Exercise instructions: Up to the line containing "Tag every instance of the white flower with", nothing is kept; from that line through the end of the data below, output every line exactly.

Data extract:
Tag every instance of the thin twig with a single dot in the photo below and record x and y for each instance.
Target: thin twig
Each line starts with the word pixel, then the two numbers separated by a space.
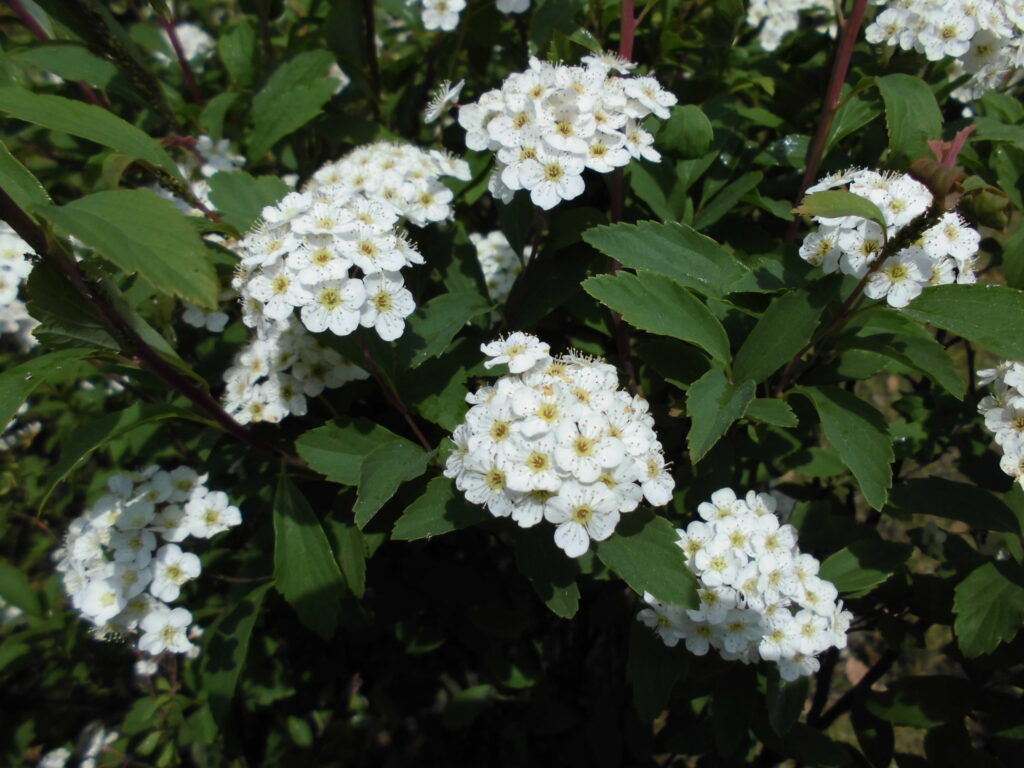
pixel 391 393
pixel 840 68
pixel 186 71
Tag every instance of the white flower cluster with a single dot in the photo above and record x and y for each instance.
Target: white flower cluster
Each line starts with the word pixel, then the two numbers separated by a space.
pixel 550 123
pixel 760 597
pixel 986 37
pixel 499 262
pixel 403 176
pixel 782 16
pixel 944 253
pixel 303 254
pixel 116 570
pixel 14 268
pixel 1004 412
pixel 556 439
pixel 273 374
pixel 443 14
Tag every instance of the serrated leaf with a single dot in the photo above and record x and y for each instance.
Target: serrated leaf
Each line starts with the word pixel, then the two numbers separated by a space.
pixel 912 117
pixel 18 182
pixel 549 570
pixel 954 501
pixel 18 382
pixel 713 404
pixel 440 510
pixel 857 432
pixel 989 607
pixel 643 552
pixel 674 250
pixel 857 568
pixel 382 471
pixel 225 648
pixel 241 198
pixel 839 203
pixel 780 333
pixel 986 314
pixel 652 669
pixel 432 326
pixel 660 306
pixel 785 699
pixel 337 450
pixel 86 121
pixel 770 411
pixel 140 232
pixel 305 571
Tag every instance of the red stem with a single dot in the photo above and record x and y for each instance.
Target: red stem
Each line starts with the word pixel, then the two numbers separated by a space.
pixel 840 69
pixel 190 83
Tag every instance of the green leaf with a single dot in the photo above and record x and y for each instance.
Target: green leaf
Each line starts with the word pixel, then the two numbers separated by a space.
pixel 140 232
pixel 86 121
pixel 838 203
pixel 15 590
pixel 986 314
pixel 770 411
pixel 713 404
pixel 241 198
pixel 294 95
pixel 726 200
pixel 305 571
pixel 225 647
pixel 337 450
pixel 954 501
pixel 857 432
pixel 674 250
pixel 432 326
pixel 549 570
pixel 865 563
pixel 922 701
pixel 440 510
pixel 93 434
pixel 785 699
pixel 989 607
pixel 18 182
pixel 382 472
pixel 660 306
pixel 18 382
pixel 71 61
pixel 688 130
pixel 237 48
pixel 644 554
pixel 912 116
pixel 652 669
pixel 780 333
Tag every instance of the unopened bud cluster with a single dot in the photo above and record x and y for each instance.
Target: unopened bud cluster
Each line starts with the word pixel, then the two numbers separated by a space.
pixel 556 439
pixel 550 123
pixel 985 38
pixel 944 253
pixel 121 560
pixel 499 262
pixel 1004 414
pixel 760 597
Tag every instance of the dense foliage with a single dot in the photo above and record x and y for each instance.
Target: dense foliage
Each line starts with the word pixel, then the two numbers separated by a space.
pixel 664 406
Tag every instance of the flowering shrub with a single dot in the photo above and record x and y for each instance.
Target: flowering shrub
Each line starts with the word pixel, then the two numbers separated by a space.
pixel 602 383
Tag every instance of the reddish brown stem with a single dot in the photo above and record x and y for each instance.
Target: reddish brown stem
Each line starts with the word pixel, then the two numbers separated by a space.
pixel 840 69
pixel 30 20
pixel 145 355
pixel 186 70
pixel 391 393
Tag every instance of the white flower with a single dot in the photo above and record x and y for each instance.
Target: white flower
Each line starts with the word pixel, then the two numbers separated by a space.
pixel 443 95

Solution to this task:
Tag every instance of the white flower with a single dot in the photo above and record x and y for each instance.
Target: white flower
Each line starts with the word pixel, then the two numbers separated by a space.
pixel 443 95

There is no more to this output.